▶ **Entries from an annotation dataset**:
* start *

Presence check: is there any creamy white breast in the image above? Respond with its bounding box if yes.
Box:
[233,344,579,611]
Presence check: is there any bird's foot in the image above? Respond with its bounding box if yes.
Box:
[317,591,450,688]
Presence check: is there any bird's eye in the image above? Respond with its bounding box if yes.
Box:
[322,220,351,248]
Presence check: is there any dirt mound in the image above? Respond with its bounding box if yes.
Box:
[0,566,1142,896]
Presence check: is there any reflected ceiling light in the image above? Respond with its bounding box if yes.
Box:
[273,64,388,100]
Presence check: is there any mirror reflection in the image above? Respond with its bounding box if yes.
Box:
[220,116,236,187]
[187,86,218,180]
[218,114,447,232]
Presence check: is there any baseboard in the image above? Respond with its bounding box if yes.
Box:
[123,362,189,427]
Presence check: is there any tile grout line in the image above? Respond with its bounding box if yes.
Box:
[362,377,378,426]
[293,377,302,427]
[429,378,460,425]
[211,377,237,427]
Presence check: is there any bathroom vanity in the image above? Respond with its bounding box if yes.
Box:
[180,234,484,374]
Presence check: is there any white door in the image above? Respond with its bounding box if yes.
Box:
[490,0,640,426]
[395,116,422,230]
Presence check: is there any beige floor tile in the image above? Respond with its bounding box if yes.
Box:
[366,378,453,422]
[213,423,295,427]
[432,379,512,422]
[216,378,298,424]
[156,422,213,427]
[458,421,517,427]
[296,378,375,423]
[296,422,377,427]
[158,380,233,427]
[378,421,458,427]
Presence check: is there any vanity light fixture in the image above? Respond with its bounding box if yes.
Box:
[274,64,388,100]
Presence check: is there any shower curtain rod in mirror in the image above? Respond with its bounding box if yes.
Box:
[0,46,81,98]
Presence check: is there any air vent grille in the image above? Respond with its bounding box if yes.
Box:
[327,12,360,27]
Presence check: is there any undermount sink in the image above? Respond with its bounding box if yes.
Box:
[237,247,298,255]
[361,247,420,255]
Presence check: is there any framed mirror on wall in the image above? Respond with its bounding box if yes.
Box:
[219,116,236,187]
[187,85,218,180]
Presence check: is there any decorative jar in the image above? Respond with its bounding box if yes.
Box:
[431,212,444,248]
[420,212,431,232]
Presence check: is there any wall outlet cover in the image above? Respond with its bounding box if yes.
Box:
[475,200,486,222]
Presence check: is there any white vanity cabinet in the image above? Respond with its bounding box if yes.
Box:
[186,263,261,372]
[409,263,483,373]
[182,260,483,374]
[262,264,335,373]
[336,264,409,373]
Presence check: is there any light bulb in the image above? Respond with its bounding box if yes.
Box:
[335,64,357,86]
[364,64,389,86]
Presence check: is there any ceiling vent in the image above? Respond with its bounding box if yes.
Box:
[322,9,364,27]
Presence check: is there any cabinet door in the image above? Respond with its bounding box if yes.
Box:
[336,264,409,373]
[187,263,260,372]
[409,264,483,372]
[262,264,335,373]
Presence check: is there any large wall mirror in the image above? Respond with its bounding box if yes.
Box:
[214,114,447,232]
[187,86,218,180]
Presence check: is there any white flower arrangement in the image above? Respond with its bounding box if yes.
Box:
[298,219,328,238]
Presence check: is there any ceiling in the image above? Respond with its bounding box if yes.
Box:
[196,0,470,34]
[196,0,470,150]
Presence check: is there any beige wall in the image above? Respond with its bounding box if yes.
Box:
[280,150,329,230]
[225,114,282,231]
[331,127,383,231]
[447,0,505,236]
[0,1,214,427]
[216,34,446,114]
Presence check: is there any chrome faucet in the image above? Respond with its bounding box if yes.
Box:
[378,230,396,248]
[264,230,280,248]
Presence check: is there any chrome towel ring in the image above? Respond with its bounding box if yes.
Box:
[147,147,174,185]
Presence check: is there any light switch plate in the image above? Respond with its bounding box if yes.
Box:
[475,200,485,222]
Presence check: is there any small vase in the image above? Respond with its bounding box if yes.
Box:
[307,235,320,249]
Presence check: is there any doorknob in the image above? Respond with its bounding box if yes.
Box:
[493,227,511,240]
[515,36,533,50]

* end *

Exactly reproduce the lines from the one containing "Presence check: is there any chrome faucet" through the end of the records, and only those lines.

▶ **Output for this task**:
Presence check: is there any chrome faucet in the image above? Respond with its bounding box if yes.
Box:
[378,230,396,248]
[264,230,280,248]
Presence check: is there any chrome towel ring in the image above? Respond with its bounding box if yes.
Box:
[147,147,174,185]
Presence check: is there any light switch plate in the image above? Respond with its bounding box if yes.
Box:
[475,200,485,222]
Presence check: is there any small vase in the image above? Respond with its bounding box if yes.
Box:
[307,235,320,249]
Presence check: is there any doorknob in the image above? Respond with its bounding box if yes.
Box:
[493,227,511,240]
[515,36,533,50]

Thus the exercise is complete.